> [EXCERPTED TEXT]
Global Tropical Cyclone Storm Size and Environmental Pressure Climatology using CFSR

A global climatology of the size and environmental pressure of tropical cyclones (TC) occurring in all global ocean basins between 1979 and 2011 is constructed using 0.5° Climate Forecasting System Reanalysis (CFSR) 850 hPa relative vorticity and sea level pressure (SLP) and Regional Special Meteorological Center (RSMC) six hour location information. Only tropical storms and stronger were considered. TC size is defined as the average radius at which the azimuthally averaged relative vorticity decreases to 1x10-5 s-1 while the environmental pressure is defined as the azimuthally averaged SLP at the average radius. Such an approach assumes circular symmetry and to minimize contamination, all 6 hourly points where the 900-600 hPa storm-relative thickness symmetry (Hart, 2003) was greater than (less than) 10 (-10), were excluded from the analysis. This removed 19% and 25% of all 6 hourly points in the Western Pacific and North Atlantic, respectively, predominantly at higher latitudes.

Previous studies using scatterometer, reanalysis, synoptic weather maps, and operational best track data support the notion that Western North Pacific TCs are approximately 100-150 km larger than their North Atlantic counterparts and that environmental pressure differs by 2-9 hPa.

Globally, the mean TC size and environmental pressure are found to range between 300 and 450 km and 1005 and 1013 hPa, respectively, with statistically significant variation across ocean basins. The Western North Pacific and South Pacific have the largest size and lowest environmental pressure while the opposite is true of the North Atlantic and East Pacific. This work agrees with those from previous studies using different methods and measures of TC size and environmental pressure.

Seasonally, most Northern and Southern Hemisphere basins experience the smallest storm sizes and lowest environmental pressures during the highest SST months. In addition, TC size (environmental pressure) is found to generally increase (decrease) poleward while there is a very weak correlation between TC intensity and storm size or environmental pressure.

The basin mean TC size and basin mean TC size at genesis are similar indicating that larger initial disturbances may contribute to larger overall basin mean TC size, such as in the Western North Pacific, but also that storm size, on average, doesn't fluctuate considerably from genesis to lysis but can vary considerably from event to event. This agrees with the findings of Chavas and Emanuel (2010).

> [RECORDS SUPPLIED]

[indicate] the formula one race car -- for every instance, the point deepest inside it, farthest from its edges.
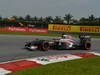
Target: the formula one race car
(64, 42)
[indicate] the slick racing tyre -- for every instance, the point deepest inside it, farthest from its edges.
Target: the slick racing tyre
(45, 45)
(87, 45)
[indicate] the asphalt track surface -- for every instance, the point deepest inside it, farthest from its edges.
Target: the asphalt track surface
(12, 48)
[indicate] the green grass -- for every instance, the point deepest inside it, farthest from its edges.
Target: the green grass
(85, 66)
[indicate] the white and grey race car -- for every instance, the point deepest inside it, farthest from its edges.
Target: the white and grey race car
(65, 42)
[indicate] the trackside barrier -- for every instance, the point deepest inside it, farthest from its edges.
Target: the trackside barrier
(22, 29)
(92, 30)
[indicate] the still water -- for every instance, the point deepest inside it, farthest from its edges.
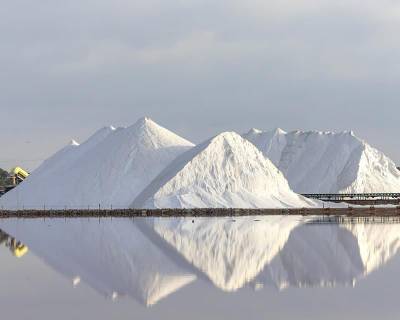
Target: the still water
(198, 268)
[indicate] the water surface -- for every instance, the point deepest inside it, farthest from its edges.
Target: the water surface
(199, 268)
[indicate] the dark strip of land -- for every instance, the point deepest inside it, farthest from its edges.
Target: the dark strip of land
(203, 212)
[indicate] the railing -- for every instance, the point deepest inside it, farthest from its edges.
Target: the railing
(352, 196)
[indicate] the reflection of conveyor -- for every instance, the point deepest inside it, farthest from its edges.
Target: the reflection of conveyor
(16, 176)
(17, 248)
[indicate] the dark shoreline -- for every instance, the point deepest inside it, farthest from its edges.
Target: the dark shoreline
(204, 212)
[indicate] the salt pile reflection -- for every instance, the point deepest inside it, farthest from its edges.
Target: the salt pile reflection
(148, 259)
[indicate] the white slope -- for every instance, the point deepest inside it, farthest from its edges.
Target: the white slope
(229, 252)
(111, 168)
(326, 162)
(225, 171)
(112, 257)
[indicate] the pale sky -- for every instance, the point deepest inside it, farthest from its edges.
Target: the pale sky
(197, 68)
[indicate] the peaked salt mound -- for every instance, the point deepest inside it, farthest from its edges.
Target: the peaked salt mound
(326, 162)
(111, 168)
(225, 171)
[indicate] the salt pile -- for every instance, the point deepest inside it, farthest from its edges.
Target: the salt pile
(225, 171)
(326, 162)
(109, 169)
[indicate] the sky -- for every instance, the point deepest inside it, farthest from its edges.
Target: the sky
(197, 68)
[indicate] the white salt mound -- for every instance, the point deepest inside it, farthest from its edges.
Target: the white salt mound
(111, 168)
(225, 171)
(326, 162)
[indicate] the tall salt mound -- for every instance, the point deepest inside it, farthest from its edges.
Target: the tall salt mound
(225, 171)
(326, 162)
(111, 168)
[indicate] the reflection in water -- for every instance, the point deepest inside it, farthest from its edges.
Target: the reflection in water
(150, 258)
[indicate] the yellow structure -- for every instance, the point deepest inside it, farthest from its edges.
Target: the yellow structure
(20, 173)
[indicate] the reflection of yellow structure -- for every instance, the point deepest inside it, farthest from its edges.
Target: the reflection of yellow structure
(17, 248)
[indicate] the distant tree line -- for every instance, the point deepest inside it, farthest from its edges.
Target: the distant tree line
(3, 177)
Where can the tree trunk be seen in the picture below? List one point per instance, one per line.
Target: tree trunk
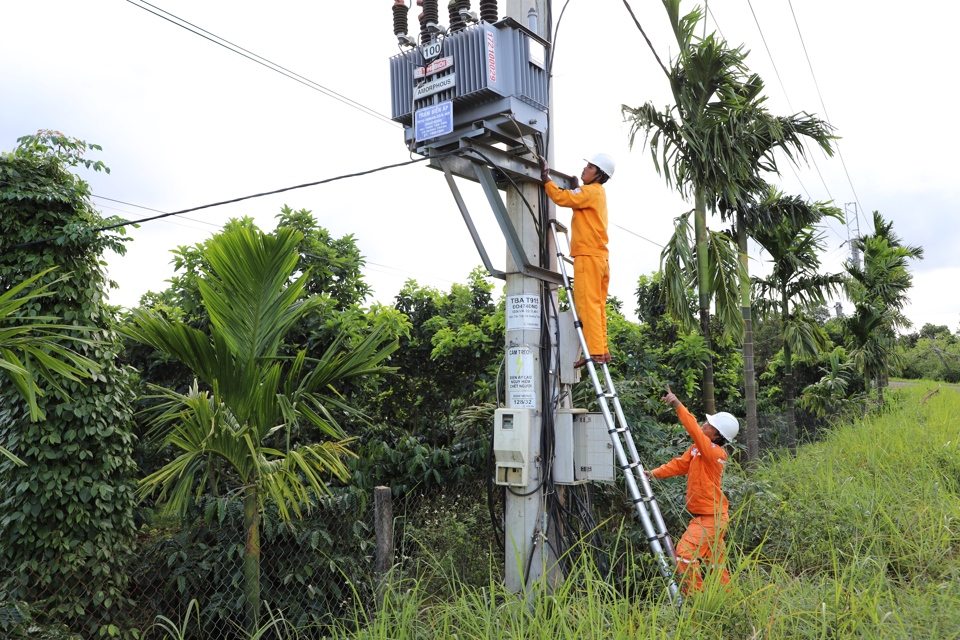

> [QUESTIONS]
1. Please copy from the tropical cyclone climatology text, word for word, the part that opens with the words containing "Globally, the mean" and closes with "or environmental pressure.".
2. According to the tropical cyclone climatology text, what is the global range of mean tropical cyclone size?

> [OUTPUTS IN ORDER]
1.
Globally, the mean TC size and environmental pressure are found to range between 300 and 450 km and 1005 and 1013 hPa, respectively, with statistically significant variation across ocean basins. The Western North Pacific and South Pacific have the largest size and lowest environmental pressure while the opposite is true of the North Atlantic and East Pacific. This work agrees with those from previous studies using different methods and measures of TC size and environmental pressure.

Seasonally, most Northern and Southern Hemisphere basins experience the smallest storm sizes and lowest environmental pressures during the highest SST months. In addition, TC size (environmental pressure) is found to generally increase (decrease) poleward while there is a very weak correlation between TC intensity and storm size or environmental pressure.

2. Between 300 and 450 km.